Computacenter: Sometimes I really don't understand the stock market. The current share price of 1356p is now below the level it reached right before the last update (on July 12) indicating the results would be comfortably ahead of expectations! I suppose the problem is that these H1 results, with profits up by 24%, were expected while H2 will find it tough to beat a very strong second half last year. Still market conditions are buoyant with demand in the areas of network capacity, cyber security and workplace upgrades. Particular areas of growth appear to be to Technology Sourcing customers in Germany and France with Public Sector business driving sales along with high volumes from a specific data centre customer. There is some concentration risk here and it also seems that recruiting new personnel remains challenging and could lead to some curtailment in growth. So it's fair to say that while the group is performing well overall there are several areas where the business is under-performing and the board is focusing its attention. I'm not too worried about this though as the directors seem pretty on-the-ball given the level of detail covered in these interim results. (Results)
_ _ _
Written instruction A =>
Rescale the records in the stretch from the line containing "# test: locate points for every instance of the tied" through the end of the records, reproducing every line, requests included, but multiplying each coordinate in the answers by 2.25 and rounding to whole numbers, with halves rounded up. Return only those lines.
The text and the records have no connection to one another.

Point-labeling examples
_ _ _
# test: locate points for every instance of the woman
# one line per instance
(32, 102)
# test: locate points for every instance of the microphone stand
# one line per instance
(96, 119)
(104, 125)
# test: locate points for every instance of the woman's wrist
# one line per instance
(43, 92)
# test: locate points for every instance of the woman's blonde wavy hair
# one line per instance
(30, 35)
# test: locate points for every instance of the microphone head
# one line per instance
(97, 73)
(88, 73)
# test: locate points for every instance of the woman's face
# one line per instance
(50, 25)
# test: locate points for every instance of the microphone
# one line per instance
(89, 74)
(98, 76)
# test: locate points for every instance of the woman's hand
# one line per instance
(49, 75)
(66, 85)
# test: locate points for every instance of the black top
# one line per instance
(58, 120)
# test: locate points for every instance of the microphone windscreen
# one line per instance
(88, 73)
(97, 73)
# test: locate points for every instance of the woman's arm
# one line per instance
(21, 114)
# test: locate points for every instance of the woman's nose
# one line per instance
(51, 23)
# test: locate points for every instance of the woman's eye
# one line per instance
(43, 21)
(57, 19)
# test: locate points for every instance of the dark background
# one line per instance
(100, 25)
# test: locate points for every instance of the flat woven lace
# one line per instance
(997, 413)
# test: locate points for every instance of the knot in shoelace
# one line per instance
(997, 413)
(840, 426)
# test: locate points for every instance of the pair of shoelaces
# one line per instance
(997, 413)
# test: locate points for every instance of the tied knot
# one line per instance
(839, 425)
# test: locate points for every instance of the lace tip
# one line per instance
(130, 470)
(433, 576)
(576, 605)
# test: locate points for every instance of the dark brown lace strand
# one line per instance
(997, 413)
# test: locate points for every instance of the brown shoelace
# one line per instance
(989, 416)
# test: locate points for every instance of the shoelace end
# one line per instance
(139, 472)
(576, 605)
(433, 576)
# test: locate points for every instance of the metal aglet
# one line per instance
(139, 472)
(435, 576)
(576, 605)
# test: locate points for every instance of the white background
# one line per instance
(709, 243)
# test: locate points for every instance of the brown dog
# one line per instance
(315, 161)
_ _ _
Written instruction B =>
Answer these questions from the commentary on Computacenter:
(i) What is the current share price given?
(ii) By what percentage were profits up in the H1 results?
(iii) In which two countries were Technology Sourcing customers named as a particular area of growth?

Complete response A =>
# test: locate points for every instance of the tied knot
# one line per instance
(1888, 956)
# test: locate points for every instance of the lace tip
# one line per instance
(293, 1058)
(974, 1296)
(1296, 1361)
# test: locate points for every instance of the dark brown lace strand
# one line per instance
(2243, 929)
# test: locate points for every instance of the brown shoelace
# one line per instance
(2225, 936)
# test: locate points for every instance of the shoelace end
# one line per instance
(313, 1062)
(1296, 1361)
(974, 1296)
# test: locate points for every instance of the metal aglet
# one line per instance
(313, 1062)
(979, 1296)
(1296, 1361)
# test: locate points for every instance of the white background
# one line per instance
(1595, 547)
# test: locate points for every instance of the brown dog
# one line per instance
(709, 362)

Complete response B =>
(i) 1356p
(ii) 24%
(iii) Germany and France